• _Exercise brief_: Lay out every line of the records below as a JSON list of strings, one string per line, leaving out blank lines and leaving out the pictures.

........

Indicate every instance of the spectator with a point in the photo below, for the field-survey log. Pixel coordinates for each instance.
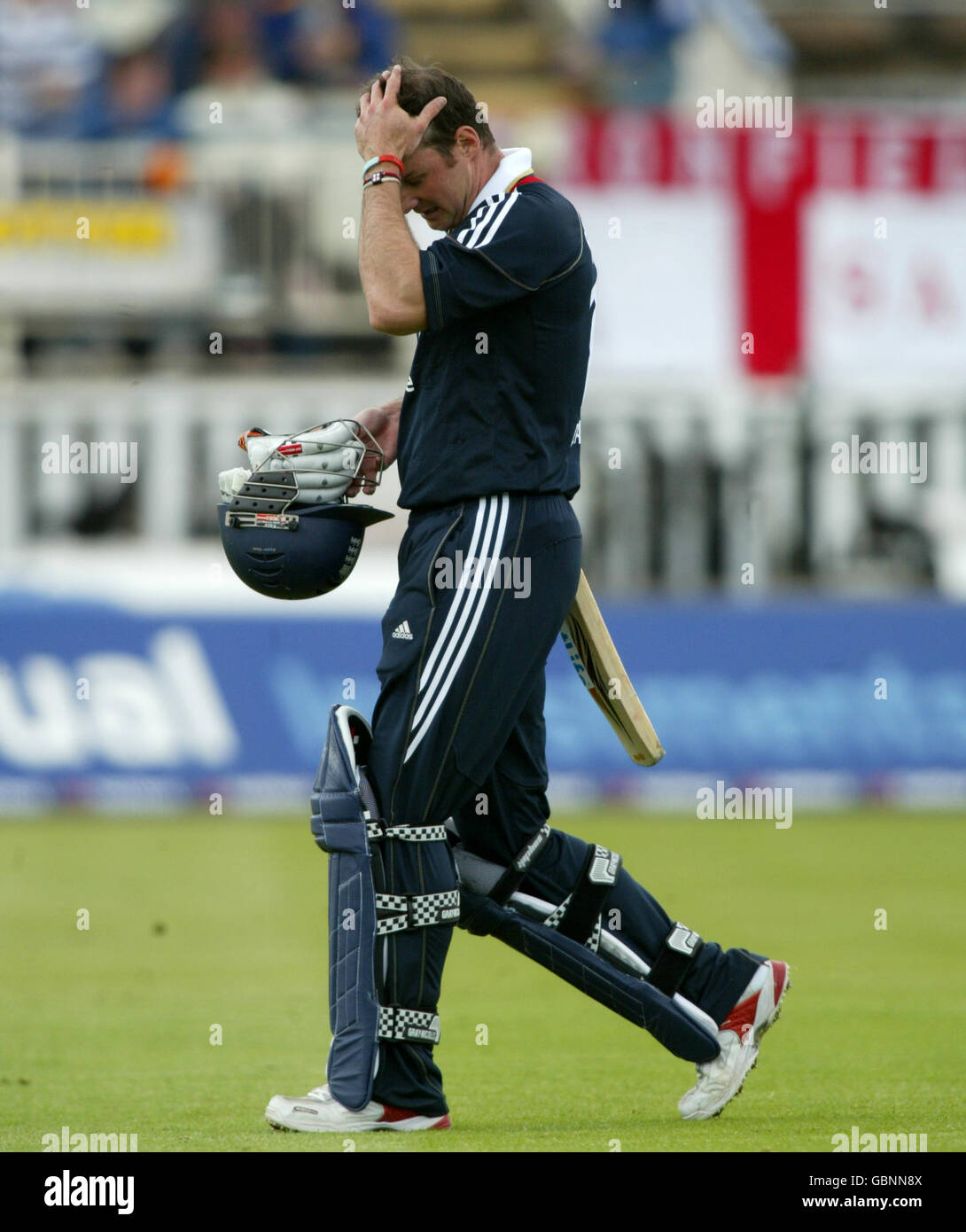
(133, 98)
(236, 97)
(48, 60)
(627, 59)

........

• _Output_:
[
  "Indicate every instance of the spectator with a point in the photo below, for the field-survey log. Pixel coordinates for each instance.",
  "(133, 98)",
  "(236, 97)",
  "(48, 60)",
  "(627, 59)"
]